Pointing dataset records
— start —

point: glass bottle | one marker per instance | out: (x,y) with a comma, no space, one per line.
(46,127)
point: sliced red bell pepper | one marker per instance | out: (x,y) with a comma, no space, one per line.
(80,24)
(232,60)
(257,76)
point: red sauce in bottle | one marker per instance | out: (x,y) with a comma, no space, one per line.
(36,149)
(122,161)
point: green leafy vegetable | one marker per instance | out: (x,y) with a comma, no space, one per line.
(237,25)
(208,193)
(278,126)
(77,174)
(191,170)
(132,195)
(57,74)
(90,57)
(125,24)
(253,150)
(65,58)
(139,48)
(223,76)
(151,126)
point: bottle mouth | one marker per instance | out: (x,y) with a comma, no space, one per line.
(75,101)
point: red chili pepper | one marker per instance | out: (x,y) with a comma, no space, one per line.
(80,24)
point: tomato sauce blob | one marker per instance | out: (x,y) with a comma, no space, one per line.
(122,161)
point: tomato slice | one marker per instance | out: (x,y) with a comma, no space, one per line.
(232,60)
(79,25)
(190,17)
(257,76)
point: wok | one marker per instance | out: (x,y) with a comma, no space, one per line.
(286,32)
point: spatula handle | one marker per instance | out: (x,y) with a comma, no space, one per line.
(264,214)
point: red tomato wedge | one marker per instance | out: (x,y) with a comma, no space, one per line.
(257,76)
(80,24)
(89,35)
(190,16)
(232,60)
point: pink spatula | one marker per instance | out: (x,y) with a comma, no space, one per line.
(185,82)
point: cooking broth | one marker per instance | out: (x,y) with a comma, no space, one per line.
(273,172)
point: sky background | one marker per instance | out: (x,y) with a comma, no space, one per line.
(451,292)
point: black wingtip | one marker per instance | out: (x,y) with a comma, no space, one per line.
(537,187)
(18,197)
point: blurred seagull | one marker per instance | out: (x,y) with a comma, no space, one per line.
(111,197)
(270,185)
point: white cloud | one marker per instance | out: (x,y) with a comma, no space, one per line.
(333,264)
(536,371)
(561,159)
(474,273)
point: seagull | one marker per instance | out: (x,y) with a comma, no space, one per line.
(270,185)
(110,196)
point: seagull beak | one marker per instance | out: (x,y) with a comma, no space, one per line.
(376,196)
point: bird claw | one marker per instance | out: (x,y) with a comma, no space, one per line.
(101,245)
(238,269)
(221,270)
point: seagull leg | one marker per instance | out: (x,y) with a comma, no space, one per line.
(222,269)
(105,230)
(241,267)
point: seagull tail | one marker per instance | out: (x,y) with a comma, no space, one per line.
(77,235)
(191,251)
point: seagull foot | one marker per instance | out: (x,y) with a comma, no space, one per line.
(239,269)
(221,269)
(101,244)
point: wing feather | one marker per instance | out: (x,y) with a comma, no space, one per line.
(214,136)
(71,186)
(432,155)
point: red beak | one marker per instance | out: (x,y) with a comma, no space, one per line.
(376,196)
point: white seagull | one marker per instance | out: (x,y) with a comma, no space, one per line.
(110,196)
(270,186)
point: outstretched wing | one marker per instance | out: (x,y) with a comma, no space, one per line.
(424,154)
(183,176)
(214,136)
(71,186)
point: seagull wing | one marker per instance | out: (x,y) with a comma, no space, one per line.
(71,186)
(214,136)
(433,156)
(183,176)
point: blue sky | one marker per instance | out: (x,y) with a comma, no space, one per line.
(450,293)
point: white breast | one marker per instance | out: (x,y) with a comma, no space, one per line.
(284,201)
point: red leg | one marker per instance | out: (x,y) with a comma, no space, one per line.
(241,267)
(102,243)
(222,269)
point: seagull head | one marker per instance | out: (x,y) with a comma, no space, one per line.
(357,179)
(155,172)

— end —

__WHAT YOU NEED TO DO__
Copy out, word for word, the stretch of the listing from the line containing "point: red beak" through the end of the listing, including both ends.

__SOLUTION__
point: red beak | one marker per instance | out: (x,y) with a comma, no space, one per line.
(376,196)
point: white seagull | one marker per instance | out: (x,y) with a comma, no space, one per line.
(110,196)
(270,186)
point: outstretched wing | one marker per instance | out: (x,y) with a comma, no space, one per line.
(424,154)
(183,176)
(214,136)
(71,186)
point: seagull wing | one marker per instance | out: (x,y) with a comma, no space, one per line.
(71,186)
(214,136)
(433,156)
(183,176)
point: blue sky | one marker per instance | out: (x,y) with a comma, no space, one per line.
(450,293)
point: white breast | one marker per instance | out: (x,y) with a comma, no space, one per line.
(284,201)
point: red leg | one marker per instance | out: (x,y) with a comma, no space, one per line.
(241,267)
(102,243)
(222,269)
point: seagull head | one marker per instance | out: (x,y) with a comma, no space, one per line.
(357,179)
(155,172)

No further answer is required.